* **Source text**
[start]

The relationships that you build digitally, and yes, you do find yourself within that person's home, so you get a little piece of that home life. And yes, the parents are engaged in those digital lessons, so you have that closer relationship with the parents as well. But I think it's also great for them to see that, because they get to see what we're doing when we're actually face-to-face inside the classroom. So that really kind of shows them little aspects of our curriculum that we are doing every single day.
So for instance, I had a student at the end of every single lesson, she would record herself and submit her answers and submit her responses, and at the very end she would say, "Oh, I love you." So and it was just wonderful to know that they still know that even though you're behind this camera, and you're not sitting there with them in the classroom, that you still care, and you still want to be with them. So that was just a great turning point for me. Without that human interaction, and especially I teach -- yeah, I'm a kindergarten teacher. They're young; they're still learning life skills. And they still depend on you for a lot of things other than their academics. So you become that adult in charge to them when they're away from home and they're at school. And for them to trust you that much, for them to feel that way about you and to express that and tell that to you, I know, with their parents, they are -- that makes it all worth it. Even when you're' behind a screen, you know you're still doing that job, and that makes it all worth the effort. It is very hard to make those connections from behind a screen, because you're not there with them; you can't give them that hug that they need. Your Wi-Fi is going in and out, you're bouncing in and off the screen. Things are happening, dogs are barking. But for them to know that, hey, I'm still here for you even though we're not in the same room together, we're not in the same classroom, I still care for you. I'm still here to teach you. I want you to succeed. I want to give you the skills that you need to move on to the next grade, and I want the very best for you. That's the essence of building relationships with students. And that's where it begins, even before the school year starts.

[end]

Stored items from a collection:

[start]

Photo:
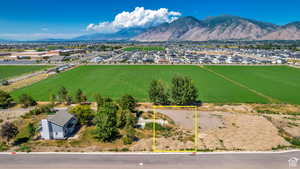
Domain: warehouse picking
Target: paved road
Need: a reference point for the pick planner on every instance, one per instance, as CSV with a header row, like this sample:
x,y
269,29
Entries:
x,y
151,161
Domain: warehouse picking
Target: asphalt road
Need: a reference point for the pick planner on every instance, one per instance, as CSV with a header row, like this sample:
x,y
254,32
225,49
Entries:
x,y
148,161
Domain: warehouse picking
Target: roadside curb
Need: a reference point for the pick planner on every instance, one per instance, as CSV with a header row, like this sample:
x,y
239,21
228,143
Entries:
x,y
148,153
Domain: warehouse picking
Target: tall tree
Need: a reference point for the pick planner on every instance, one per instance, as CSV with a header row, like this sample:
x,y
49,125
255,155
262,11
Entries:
x,y
99,100
128,102
26,101
8,131
5,99
80,97
62,94
157,93
83,113
106,122
184,91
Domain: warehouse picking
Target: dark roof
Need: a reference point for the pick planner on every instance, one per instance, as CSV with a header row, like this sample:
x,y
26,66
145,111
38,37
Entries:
x,y
60,118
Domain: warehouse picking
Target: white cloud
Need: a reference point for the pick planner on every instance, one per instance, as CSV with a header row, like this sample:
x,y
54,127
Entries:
x,y
139,17
37,36
45,29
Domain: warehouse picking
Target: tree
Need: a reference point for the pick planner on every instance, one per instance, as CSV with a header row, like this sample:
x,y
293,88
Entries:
x,y
130,120
99,100
53,99
184,91
105,120
157,93
121,118
62,94
83,113
128,102
80,97
129,137
9,131
5,99
31,129
26,101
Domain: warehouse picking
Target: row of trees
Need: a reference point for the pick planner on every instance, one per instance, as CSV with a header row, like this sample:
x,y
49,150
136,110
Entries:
x,y
63,96
110,117
182,92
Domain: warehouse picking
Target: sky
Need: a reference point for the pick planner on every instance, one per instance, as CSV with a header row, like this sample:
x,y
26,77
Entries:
x,y
39,19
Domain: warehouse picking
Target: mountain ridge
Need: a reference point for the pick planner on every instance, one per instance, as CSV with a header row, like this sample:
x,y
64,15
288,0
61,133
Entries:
x,y
224,27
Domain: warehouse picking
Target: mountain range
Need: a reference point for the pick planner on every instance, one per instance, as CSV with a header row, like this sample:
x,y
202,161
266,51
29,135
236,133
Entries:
x,y
224,27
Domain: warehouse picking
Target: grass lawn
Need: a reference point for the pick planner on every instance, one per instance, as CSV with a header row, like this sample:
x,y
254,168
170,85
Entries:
x,y
279,82
144,48
13,71
114,81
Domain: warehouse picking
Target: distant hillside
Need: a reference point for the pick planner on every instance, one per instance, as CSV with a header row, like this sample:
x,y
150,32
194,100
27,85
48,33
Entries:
x,y
290,31
224,27
125,34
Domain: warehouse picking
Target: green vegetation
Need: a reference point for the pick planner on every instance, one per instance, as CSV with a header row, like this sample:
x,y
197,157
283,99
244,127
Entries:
x,y
144,48
84,114
183,92
8,131
12,71
5,100
157,93
26,101
158,127
115,81
277,82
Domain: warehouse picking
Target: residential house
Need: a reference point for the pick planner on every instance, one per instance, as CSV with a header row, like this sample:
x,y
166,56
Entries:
x,y
59,126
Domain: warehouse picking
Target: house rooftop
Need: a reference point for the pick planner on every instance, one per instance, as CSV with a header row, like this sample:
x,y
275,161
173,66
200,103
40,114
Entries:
x,y
60,118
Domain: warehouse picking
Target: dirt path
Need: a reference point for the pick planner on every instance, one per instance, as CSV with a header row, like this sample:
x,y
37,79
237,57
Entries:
x,y
24,82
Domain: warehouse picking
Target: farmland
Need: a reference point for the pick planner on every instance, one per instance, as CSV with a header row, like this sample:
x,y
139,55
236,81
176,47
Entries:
x,y
13,71
145,48
217,84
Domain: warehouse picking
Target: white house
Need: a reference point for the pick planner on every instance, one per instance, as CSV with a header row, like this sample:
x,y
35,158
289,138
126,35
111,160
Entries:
x,y
59,126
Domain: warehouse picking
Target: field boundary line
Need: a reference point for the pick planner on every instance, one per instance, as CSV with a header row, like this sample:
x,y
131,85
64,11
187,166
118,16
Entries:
x,y
196,131
271,99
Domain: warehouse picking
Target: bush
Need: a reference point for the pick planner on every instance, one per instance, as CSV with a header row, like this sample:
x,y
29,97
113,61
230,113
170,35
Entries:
x,y
5,100
127,140
3,147
83,113
26,101
8,131
44,109
5,83
24,148
158,127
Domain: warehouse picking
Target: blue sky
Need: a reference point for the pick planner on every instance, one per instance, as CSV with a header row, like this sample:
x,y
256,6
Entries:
x,y
35,19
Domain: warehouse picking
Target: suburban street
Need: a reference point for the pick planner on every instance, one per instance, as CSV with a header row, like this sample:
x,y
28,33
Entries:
x,y
148,161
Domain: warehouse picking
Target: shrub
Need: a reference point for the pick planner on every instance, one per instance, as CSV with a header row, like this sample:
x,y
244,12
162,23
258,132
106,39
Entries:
x,y
44,109
83,113
5,100
9,131
158,127
127,140
26,101
24,148
3,147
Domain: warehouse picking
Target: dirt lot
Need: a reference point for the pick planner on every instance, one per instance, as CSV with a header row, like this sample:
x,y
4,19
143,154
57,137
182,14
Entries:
x,y
252,127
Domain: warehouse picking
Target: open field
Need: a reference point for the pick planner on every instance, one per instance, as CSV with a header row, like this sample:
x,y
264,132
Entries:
x,y
282,83
218,84
13,71
144,48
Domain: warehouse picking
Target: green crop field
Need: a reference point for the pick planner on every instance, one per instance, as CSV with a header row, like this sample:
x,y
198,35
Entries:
x,y
282,83
144,48
13,71
218,84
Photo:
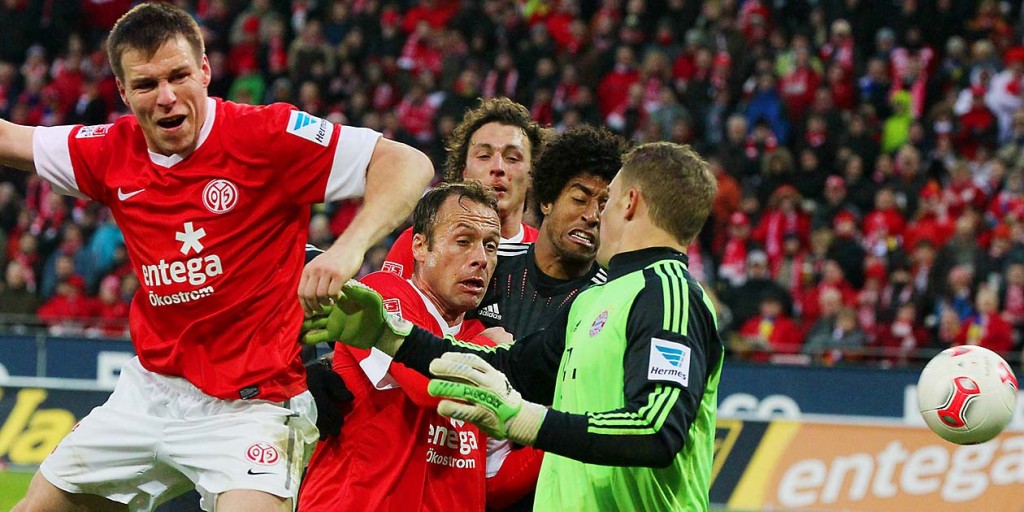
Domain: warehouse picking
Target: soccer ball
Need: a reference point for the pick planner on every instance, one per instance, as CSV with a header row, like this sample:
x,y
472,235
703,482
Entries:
x,y
967,394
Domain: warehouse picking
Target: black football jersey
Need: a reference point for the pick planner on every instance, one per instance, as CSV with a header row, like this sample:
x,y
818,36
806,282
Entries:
x,y
522,299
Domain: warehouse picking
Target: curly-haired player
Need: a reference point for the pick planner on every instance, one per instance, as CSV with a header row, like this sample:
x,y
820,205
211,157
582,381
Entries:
x,y
532,282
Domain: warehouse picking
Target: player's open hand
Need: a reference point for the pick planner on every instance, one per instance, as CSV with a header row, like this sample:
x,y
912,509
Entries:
x,y
356,317
324,276
481,395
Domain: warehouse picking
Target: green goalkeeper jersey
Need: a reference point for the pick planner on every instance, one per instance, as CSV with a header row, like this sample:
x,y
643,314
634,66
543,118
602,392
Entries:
x,y
631,371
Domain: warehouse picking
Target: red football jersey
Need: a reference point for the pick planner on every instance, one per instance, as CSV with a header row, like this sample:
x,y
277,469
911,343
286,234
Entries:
x,y
399,258
394,451
215,239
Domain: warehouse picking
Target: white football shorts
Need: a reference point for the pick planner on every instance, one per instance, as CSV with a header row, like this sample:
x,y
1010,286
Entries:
x,y
158,436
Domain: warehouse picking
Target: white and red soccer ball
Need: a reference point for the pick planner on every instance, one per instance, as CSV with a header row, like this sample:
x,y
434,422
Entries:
x,y
967,394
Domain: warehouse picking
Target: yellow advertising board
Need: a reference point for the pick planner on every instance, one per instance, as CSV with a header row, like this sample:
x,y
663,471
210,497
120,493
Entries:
x,y
854,467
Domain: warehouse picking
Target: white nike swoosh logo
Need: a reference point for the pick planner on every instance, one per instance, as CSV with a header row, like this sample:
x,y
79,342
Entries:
x,y
122,196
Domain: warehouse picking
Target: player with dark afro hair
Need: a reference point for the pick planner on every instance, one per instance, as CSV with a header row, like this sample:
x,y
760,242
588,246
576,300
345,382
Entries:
x,y
584,150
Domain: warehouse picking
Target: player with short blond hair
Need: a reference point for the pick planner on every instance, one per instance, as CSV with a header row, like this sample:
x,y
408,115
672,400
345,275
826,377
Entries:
x,y
213,199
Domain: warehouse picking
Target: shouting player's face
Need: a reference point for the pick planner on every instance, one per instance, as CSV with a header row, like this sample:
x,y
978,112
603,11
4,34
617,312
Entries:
x,y
571,222
499,157
166,91
455,269
613,215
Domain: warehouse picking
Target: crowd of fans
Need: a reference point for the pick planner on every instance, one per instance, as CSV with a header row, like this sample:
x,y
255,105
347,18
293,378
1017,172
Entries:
x,y
869,155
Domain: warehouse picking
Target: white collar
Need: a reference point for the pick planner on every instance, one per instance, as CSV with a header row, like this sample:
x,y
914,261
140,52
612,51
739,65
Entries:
x,y
432,309
517,238
211,115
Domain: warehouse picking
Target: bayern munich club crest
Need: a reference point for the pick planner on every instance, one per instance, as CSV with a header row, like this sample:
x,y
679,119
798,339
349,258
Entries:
x,y
599,323
220,196
262,453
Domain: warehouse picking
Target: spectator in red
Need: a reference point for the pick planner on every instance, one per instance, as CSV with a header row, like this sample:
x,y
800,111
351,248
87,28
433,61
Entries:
x,y
244,55
1009,199
416,113
421,52
560,24
614,87
726,202
435,13
1001,249
771,331
630,118
112,312
840,49
933,221
900,339
784,215
794,270
1004,96
986,328
797,87
977,126
737,247
778,169
846,248
503,79
846,339
16,298
884,226
833,278
1011,294
69,310
836,202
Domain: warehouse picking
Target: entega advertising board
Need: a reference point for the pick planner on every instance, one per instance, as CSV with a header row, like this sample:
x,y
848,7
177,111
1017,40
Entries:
x,y
785,465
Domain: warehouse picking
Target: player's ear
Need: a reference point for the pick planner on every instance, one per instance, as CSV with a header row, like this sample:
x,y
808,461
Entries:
x,y
420,247
207,71
632,200
121,91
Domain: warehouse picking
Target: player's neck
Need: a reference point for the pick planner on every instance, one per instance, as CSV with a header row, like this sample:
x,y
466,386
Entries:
x,y
640,236
451,316
554,264
511,223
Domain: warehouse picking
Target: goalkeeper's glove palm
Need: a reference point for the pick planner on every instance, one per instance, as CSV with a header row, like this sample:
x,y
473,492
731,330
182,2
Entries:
x,y
357,318
475,392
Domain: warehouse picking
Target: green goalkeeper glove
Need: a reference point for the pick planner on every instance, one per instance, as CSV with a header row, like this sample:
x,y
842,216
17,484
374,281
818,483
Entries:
x,y
483,396
357,318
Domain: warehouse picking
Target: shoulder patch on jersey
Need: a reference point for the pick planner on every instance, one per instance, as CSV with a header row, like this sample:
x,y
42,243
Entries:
x,y
310,127
670,361
513,248
93,131
392,306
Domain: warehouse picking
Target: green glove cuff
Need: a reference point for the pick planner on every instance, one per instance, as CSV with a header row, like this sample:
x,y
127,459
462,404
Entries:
x,y
523,427
391,338
473,394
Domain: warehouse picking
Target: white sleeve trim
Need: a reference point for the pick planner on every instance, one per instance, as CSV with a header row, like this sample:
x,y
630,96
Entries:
x,y
51,154
351,156
375,367
498,450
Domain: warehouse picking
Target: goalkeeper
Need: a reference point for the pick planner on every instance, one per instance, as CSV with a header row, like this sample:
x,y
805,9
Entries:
x,y
631,369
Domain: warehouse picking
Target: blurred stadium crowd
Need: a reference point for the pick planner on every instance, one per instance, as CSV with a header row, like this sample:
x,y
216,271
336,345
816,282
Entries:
x,y
869,154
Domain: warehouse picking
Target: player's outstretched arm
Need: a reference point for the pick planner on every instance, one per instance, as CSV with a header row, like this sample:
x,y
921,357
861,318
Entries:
x,y
357,318
474,391
396,176
15,145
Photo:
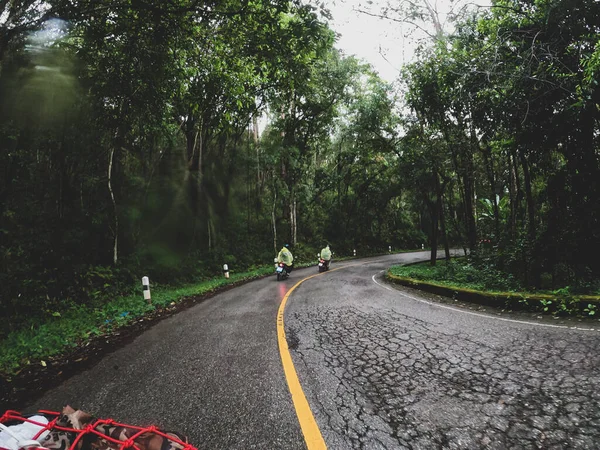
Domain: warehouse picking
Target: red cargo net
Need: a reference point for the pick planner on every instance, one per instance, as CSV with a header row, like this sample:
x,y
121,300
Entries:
x,y
90,430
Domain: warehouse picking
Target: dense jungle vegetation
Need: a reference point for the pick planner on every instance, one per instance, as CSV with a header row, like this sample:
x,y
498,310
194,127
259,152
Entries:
x,y
130,145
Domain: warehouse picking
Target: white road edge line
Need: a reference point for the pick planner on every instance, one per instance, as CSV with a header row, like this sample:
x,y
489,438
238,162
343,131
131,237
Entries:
x,y
479,314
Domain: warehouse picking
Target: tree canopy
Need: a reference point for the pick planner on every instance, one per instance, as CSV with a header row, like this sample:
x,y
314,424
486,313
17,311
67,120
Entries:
x,y
129,142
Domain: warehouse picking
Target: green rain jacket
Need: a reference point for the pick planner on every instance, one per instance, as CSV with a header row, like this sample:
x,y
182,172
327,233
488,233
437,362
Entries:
x,y
285,256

[end]

* **Exercise aim**
Rewrite the passage on teaching kindergarten over a screen from "The relationships that" up to and including "every single day.", updating it so that "families" takes the place of "parents".

* **Answer in full**
The relationships that you build digitally, and yes, you do find yourself within that person's home, so you get a little piece of that home life. And yes, the families are engaged in those digital lessons, so you have that closer relationship with the families as well. But I think it's also great for them to see that, because they get to see what we're doing when we're actually face-to-face inside the classroom. So that really kind of shows them little aspects of our curriculum that we are doing every single day.